Put every line of the data below into a Markdown table with two columns, "No." for the row number and "Text" for the line itself. Leave out blank lines.

_Rows_
★ ★ ★ ★ ★ ★ ★

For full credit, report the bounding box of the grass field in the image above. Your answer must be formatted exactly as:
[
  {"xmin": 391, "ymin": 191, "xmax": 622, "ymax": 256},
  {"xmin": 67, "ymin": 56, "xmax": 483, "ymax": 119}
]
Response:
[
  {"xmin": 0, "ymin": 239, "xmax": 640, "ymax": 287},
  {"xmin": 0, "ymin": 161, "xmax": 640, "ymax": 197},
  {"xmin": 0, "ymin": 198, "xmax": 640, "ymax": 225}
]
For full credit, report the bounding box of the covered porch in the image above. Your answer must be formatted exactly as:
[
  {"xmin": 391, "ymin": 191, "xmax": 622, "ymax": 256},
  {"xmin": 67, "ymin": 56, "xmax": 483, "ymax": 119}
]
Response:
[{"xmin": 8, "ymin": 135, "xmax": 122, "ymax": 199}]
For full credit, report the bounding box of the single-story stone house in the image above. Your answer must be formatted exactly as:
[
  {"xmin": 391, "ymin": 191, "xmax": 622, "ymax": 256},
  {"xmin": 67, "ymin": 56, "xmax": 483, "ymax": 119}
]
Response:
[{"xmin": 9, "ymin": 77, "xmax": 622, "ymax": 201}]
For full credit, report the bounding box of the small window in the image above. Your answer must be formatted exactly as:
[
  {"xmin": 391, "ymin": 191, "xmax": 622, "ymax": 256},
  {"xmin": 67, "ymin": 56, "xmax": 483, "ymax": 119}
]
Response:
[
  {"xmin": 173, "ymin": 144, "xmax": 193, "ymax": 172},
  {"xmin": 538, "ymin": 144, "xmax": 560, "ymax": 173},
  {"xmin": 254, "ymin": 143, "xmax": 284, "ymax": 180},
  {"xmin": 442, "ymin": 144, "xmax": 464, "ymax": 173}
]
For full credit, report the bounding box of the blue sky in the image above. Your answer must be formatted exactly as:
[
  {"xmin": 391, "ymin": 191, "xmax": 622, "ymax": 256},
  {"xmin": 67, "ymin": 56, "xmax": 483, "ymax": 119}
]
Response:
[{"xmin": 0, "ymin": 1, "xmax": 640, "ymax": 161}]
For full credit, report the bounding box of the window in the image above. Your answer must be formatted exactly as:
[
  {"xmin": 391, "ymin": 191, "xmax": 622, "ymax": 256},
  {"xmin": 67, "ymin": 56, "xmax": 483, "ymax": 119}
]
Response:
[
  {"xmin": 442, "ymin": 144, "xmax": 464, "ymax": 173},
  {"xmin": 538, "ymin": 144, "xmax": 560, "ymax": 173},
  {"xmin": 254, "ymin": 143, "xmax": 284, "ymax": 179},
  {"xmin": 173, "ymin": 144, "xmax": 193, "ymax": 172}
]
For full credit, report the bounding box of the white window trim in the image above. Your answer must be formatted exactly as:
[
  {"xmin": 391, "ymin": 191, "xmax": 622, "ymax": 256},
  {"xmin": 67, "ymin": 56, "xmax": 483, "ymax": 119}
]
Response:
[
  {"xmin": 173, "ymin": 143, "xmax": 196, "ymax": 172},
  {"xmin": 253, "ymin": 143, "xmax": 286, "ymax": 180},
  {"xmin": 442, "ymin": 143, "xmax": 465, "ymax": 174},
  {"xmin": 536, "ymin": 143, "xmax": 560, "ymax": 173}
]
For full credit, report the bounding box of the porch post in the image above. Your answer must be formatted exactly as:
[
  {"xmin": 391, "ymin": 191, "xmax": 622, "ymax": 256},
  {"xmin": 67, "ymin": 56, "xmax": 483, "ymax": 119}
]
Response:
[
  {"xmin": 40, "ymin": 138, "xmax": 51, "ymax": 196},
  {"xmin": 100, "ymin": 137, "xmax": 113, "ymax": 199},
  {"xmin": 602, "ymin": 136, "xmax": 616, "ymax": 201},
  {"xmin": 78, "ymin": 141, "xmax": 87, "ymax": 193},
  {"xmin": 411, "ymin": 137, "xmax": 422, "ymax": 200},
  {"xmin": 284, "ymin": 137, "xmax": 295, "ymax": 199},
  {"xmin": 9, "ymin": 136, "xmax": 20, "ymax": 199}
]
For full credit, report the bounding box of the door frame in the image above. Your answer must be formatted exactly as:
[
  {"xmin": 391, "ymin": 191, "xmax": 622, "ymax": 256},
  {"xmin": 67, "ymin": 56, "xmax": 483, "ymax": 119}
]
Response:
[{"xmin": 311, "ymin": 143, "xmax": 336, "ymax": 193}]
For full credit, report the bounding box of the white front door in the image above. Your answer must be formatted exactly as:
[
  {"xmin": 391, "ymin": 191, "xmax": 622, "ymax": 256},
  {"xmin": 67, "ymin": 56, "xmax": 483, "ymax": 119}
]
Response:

★ ★ ★ ★ ★ ★ ★

_The response_
| No. | Text |
|---|---|
| 1 | For full credit, report the bounding box of the grass field in the image above. Your answer must be formatted exactly as: |
| 2 | [ |
| 3 |   {"xmin": 391, "ymin": 191, "xmax": 622, "ymax": 256}, |
| 4 |   {"xmin": 67, "ymin": 56, "xmax": 483, "ymax": 119} |
| 5 | ] |
| 6 | Response: |
| 7 | [ |
| 8 |   {"xmin": 0, "ymin": 239, "xmax": 640, "ymax": 287}, |
| 9 |   {"xmin": 0, "ymin": 161, "xmax": 640, "ymax": 197}, |
| 10 |   {"xmin": 0, "ymin": 198, "xmax": 640, "ymax": 225} |
| 11 | ] |
| 12 | For full credit, report the bounding box of the covered porch in the image above. Your answer must be formatted exactly as: |
| 13 | [ |
| 14 |   {"xmin": 391, "ymin": 191, "xmax": 622, "ymax": 256}, |
| 15 |   {"xmin": 67, "ymin": 56, "xmax": 483, "ymax": 119} |
| 16 | ] |
| 17 | Response: |
| 18 | [{"xmin": 8, "ymin": 135, "xmax": 122, "ymax": 199}] |
| 19 | For full credit, report the bounding box of the single-story stone house in the image above. Your answer must be formatted exactly as: |
| 20 | [ |
| 21 |   {"xmin": 391, "ymin": 191, "xmax": 622, "ymax": 256}, |
| 22 |   {"xmin": 67, "ymin": 56, "xmax": 483, "ymax": 119} |
| 23 | ] |
| 24 | Response: |
| 25 | [{"xmin": 9, "ymin": 77, "xmax": 622, "ymax": 201}] |
| 26 | For full credit, report the bounding box of the small window in the image above. Your answer must be formatted exactly as: |
| 27 | [ |
| 28 |   {"xmin": 391, "ymin": 191, "xmax": 622, "ymax": 256}, |
| 29 |   {"xmin": 67, "ymin": 56, "xmax": 483, "ymax": 119} |
| 30 | ] |
| 31 | Response: |
| 32 | [ |
| 33 |   {"xmin": 173, "ymin": 144, "xmax": 193, "ymax": 172}, |
| 34 |   {"xmin": 538, "ymin": 144, "xmax": 560, "ymax": 173}, |
| 35 |   {"xmin": 254, "ymin": 143, "xmax": 284, "ymax": 180}, |
| 36 |   {"xmin": 442, "ymin": 144, "xmax": 464, "ymax": 173} |
| 37 | ] |
| 38 | For full credit, report the bounding box of the blue sky in the image above. Your answer must be formatted exactly as: |
| 39 | [ |
| 40 |   {"xmin": 391, "ymin": 191, "xmax": 622, "ymax": 256}, |
| 41 |   {"xmin": 67, "ymin": 56, "xmax": 483, "ymax": 119} |
| 42 | ] |
| 43 | Response: |
| 44 | [{"xmin": 0, "ymin": 1, "xmax": 640, "ymax": 161}] |
| 45 | For full credit, report the bounding box of the window in the image above. Your answer must be formatted exactly as: |
| 46 | [ |
| 47 |   {"xmin": 391, "ymin": 191, "xmax": 622, "ymax": 256}, |
| 48 |   {"xmin": 67, "ymin": 56, "xmax": 483, "ymax": 119} |
| 49 | ] |
| 50 | Response: |
| 51 | [ |
| 52 |   {"xmin": 442, "ymin": 144, "xmax": 464, "ymax": 173}, |
| 53 |   {"xmin": 538, "ymin": 144, "xmax": 560, "ymax": 173}, |
| 54 |   {"xmin": 254, "ymin": 143, "xmax": 284, "ymax": 179}, |
| 55 |   {"xmin": 173, "ymin": 144, "xmax": 193, "ymax": 172} |
| 56 | ] |
| 57 | For full credit, report the bounding box of the white window trim in the image above. Your answer must be formatted exactly as: |
| 58 | [ |
| 59 |   {"xmin": 391, "ymin": 191, "xmax": 622, "ymax": 256}, |
| 60 |   {"xmin": 67, "ymin": 56, "xmax": 483, "ymax": 119} |
| 61 | ] |
| 62 | Response: |
| 63 | [ |
| 64 |   {"xmin": 173, "ymin": 143, "xmax": 196, "ymax": 172}, |
| 65 |   {"xmin": 253, "ymin": 143, "xmax": 286, "ymax": 180}, |
| 66 |   {"xmin": 442, "ymin": 143, "xmax": 465, "ymax": 174}, |
| 67 |   {"xmin": 536, "ymin": 143, "xmax": 560, "ymax": 173} |
| 68 | ] |
| 69 | For full credit, report the bounding box of the porch post in the image above. Your answer must be formatted exactly as: |
| 70 | [ |
| 71 |   {"xmin": 391, "ymin": 191, "xmax": 622, "ymax": 256}, |
| 72 |   {"xmin": 67, "ymin": 56, "xmax": 483, "ymax": 119} |
| 73 | ] |
| 74 | Response: |
| 75 | [ |
| 76 |   {"xmin": 40, "ymin": 138, "xmax": 51, "ymax": 196}, |
| 77 |   {"xmin": 100, "ymin": 137, "xmax": 113, "ymax": 199}, |
| 78 |   {"xmin": 602, "ymin": 136, "xmax": 616, "ymax": 201}, |
| 79 |   {"xmin": 78, "ymin": 141, "xmax": 87, "ymax": 193}, |
| 80 |   {"xmin": 411, "ymin": 137, "xmax": 422, "ymax": 200}, |
| 81 |   {"xmin": 284, "ymin": 137, "xmax": 295, "ymax": 199}, |
| 82 |   {"xmin": 9, "ymin": 136, "xmax": 20, "ymax": 199} |
| 83 | ] |
| 84 | For full credit, report the bounding box of the door frame in the image above. Your answer must be formatted exactly as: |
| 85 | [ |
| 86 |   {"xmin": 391, "ymin": 191, "xmax": 622, "ymax": 256}, |
| 87 |   {"xmin": 67, "ymin": 56, "xmax": 483, "ymax": 119} |
| 88 | ] |
| 89 | Response: |
| 90 | [{"xmin": 311, "ymin": 143, "xmax": 336, "ymax": 193}] |
| 91 | For full credit, report the bounding box of the white front door in the image above. Your answer must be formatted exactly as: |
| 92 | [ |
| 93 |   {"xmin": 391, "ymin": 191, "xmax": 622, "ymax": 256}, |
| 94 |   {"xmin": 67, "ymin": 56, "xmax": 483, "ymax": 119} |
| 95 | ] |
| 96 | Response: |